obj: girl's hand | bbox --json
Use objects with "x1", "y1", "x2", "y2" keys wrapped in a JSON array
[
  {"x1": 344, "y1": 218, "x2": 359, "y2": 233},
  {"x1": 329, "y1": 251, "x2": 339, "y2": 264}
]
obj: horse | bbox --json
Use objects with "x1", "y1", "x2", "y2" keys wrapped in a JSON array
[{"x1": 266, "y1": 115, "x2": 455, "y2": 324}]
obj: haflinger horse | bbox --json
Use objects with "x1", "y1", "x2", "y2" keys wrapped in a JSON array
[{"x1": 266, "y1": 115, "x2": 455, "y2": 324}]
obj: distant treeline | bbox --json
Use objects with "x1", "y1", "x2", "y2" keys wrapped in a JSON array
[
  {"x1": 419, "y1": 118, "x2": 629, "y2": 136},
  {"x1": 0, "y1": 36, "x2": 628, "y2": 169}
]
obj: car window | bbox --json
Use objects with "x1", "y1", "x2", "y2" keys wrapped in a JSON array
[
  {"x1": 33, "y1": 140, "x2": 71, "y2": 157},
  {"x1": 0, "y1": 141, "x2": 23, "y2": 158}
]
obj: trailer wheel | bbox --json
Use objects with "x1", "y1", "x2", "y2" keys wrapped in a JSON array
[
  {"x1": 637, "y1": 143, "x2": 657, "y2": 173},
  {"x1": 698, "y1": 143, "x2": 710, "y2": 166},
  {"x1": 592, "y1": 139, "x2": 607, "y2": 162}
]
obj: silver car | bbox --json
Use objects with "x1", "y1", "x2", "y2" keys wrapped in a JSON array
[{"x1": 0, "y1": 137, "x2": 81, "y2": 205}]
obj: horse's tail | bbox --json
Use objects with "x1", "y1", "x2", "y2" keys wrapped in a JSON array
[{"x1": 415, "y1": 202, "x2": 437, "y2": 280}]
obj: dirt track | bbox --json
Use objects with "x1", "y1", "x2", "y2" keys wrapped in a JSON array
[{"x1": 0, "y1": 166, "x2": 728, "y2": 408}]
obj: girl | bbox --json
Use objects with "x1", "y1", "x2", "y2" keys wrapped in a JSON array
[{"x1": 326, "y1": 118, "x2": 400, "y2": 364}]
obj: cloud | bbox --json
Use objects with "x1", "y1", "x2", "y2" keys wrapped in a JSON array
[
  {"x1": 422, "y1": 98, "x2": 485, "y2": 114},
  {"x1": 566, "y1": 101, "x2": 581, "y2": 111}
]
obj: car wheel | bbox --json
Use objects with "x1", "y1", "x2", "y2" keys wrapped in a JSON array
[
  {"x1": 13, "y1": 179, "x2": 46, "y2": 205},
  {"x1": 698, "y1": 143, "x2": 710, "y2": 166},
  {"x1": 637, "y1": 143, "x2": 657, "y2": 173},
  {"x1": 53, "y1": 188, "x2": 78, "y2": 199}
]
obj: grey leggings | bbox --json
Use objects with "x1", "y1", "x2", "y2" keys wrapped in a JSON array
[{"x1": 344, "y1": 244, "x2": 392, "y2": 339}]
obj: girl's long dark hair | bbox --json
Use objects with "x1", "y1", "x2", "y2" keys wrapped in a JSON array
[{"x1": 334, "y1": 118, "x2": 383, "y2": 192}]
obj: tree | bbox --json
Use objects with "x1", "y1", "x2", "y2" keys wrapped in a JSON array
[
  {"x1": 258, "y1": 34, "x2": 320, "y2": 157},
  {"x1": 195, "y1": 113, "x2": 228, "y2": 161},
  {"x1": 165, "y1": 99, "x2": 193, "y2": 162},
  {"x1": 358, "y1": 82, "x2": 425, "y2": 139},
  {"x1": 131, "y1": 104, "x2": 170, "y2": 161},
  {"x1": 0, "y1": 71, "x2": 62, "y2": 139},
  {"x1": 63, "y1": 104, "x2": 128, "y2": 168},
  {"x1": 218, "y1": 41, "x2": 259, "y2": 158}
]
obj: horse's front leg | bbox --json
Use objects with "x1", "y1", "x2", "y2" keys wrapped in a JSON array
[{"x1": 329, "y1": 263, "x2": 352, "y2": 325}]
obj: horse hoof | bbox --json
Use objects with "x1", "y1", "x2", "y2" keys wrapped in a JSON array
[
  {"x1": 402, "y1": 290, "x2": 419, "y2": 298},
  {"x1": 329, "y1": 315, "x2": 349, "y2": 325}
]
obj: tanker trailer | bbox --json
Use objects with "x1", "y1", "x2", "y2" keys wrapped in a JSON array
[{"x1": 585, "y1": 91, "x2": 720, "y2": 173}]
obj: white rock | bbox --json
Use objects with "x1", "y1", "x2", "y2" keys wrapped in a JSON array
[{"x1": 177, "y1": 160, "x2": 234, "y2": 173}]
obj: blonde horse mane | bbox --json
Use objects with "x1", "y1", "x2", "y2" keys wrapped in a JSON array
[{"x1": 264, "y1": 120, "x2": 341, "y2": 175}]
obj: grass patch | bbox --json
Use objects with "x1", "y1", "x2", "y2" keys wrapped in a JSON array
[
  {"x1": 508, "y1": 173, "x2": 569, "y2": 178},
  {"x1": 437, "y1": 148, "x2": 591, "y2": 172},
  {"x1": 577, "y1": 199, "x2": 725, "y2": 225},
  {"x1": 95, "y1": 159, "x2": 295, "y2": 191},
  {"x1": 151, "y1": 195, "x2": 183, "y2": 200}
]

━━━━━━━━━━━━━━━━━━━━

◆ **Exercise prompt**:
Return all of the records above verbatim, reproducing every line without any changes.

◆ **Exercise result**:
obj: girl's hand | bbox --json
Use objects with "x1", "y1", "x2", "y2" keys wrapped in a JSON array
[
  {"x1": 344, "y1": 218, "x2": 359, "y2": 233},
  {"x1": 329, "y1": 251, "x2": 339, "y2": 264}
]
obj: horse | bbox --json
Use objects with "x1", "y1", "x2", "y2" keys wrapped in a JSON array
[{"x1": 266, "y1": 115, "x2": 455, "y2": 324}]
obj: haflinger horse | bbox --json
Use objects with "x1", "y1", "x2", "y2" keys wrapped in a JSON array
[{"x1": 266, "y1": 115, "x2": 455, "y2": 324}]
obj: distant treeline | bbox --json
Use objects with "x1", "y1", "x2", "y2" keys wrapped in a JSON array
[
  {"x1": 419, "y1": 118, "x2": 629, "y2": 136},
  {"x1": 0, "y1": 36, "x2": 628, "y2": 169}
]
obj: car window | bbox --json
Use objects with "x1", "y1", "x2", "y2" keys wrapped in a JSON array
[
  {"x1": 33, "y1": 140, "x2": 71, "y2": 157},
  {"x1": 0, "y1": 141, "x2": 23, "y2": 158}
]
obj: trailer wheel | bbox --json
Use objects with "x1", "y1", "x2", "y2" keys wrapped in a JSON array
[
  {"x1": 637, "y1": 143, "x2": 657, "y2": 173},
  {"x1": 698, "y1": 143, "x2": 710, "y2": 166},
  {"x1": 592, "y1": 139, "x2": 607, "y2": 162}
]
obj: silver car | bbox --json
Use objects with "x1", "y1", "x2", "y2" keys wrapped in a JSON array
[{"x1": 0, "y1": 137, "x2": 81, "y2": 205}]
obj: horse's tail | bbox --json
Use objects with "x1", "y1", "x2", "y2" keys wrapped in a JSON array
[{"x1": 415, "y1": 202, "x2": 437, "y2": 280}]
obj: dirt track | bbox --json
Use objects with "x1", "y1", "x2", "y2" keys wrapped in a JSON array
[{"x1": 0, "y1": 166, "x2": 728, "y2": 408}]
obj: girl | bbox --json
Use objects with "x1", "y1", "x2", "y2" keys wrapped in a JSON array
[{"x1": 326, "y1": 118, "x2": 400, "y2": 364}]
obj: cloud | bbox --json
Use objects with "x1", "y1", "x2", "y2" keys wrapped in a JSON array
[
  {"x1": 422, "y1": 98, "x2": 485, "y2": 114},
  {"x1": 566, "y1": 101, "x2": 581, "y2": 111}
]
obj: car wheel | bbox --json
Use objects with "x1", "y1", "x2", "y2" keys wrapped in a JSON array
[
  {"x1": 13, "y1": 179, "x2": 46, "y2": 205},
  {"x1": 698, "y1": 143, "x2": 710, "y2": 166},
  {"x1": 637, "y1": 143, "x2": 657, "y2": 173},
  {"x1": 53, "y1": 188, "x2": 78, "y2": 199}
]
obj: grey leggings | bbox --json
Use objects with "x1", "y1", "x2", "y2" keys wrapped in a JSON array
[{"x1": 344, "y1": 244, "x2": 392, "y2": 339}]
obj: girl's long dark hair | bbox --json
Use objects with "x1", "y1", "x2", "y2" keys wrapped in a JSON array
[{"x1": 334, "y1": 118, "x2": 383, "y2": 192}]
obj: tree | bbox --json
Use objects with "x1", "y1", "x2", "y2" keys wrapped in a JSON array
[
  {"x1": 258, "y1": 34, "x2": 320, "y2": 157},
  {"x1": 195, "y1": 113, "x2": 228, "y2": 161},
  {"x1": 165, "y1": 99, "x2": 193, "y2": 162},
  {"x1": 358, "y1": 82, "x2": 425, "y2": 139},
  {"x1": 131, "y1": 104, "x2": 170, "y2": 161},
  {"x1": 0, "y1": 71, "x2": 62, "y2": 139},
  {"x1": 63, "y1": 104, "x2": 128, "y2": 168},
  {"x1": 218, "y1": 41, "x2": 259, "y2": 158}
]
obj: horse's front leg | bbox --json
Use objects with "x1", "y1", "x2", "y2" keys wrapped in a JSON array
[{"x1": 329, "y1": 263, "x2": 352, "y2": 325}]
obj: horse hoof | bbox --json
Use objects with "x1", "y1", "x2", "y2" keys wrapped in a JSON array
[
  {"x1": 402, "y1": 290, "x2": 419, "y2": 298},
  {"x1": 329, "y1": 315, "x2": 349, "y2": 325}
]
obj: tanker trailer | bbox --json
Use objects with "x1", "y1", "x2", "y2" keys wrapped in a JSON array
[{"x1": 585, "y1": 91, "x2": 720, "y2": 173}]
obj: white rock | bbox --json
Use objects with "x1", "y1", "x2", "y2" keys wrapped in a JSON array
[{"x1": 177, "y1": 160, "x2": 234, "y2": 173}]
obj: blonde horse mane | bbox --json
Use objects with "x1", "y1", "x2", "y2" keys wrapped in a JSON array
[{"x1": 264, "y1": 120, "x2": 341, "y2": 175}]
obj: grass patch | bbox --json
Use objects with "x1", "y1", "x2", "y2" keys wrapped in a JSON array
[
  {"x1": 508, "y1": 173, "x2": 569, "y2": 178},
  {"x1": 437, "y1": 148, "x2": 591, "y2": 172},
  {"x1": 577, "y1": 199, "x2": 725, "y2": 225},
  {"x1": 95, "y1": 159, "x2": 295, "y2": 191},
  {"x1": 151, "y1": 195, "x2": 183, "y2": 200}
]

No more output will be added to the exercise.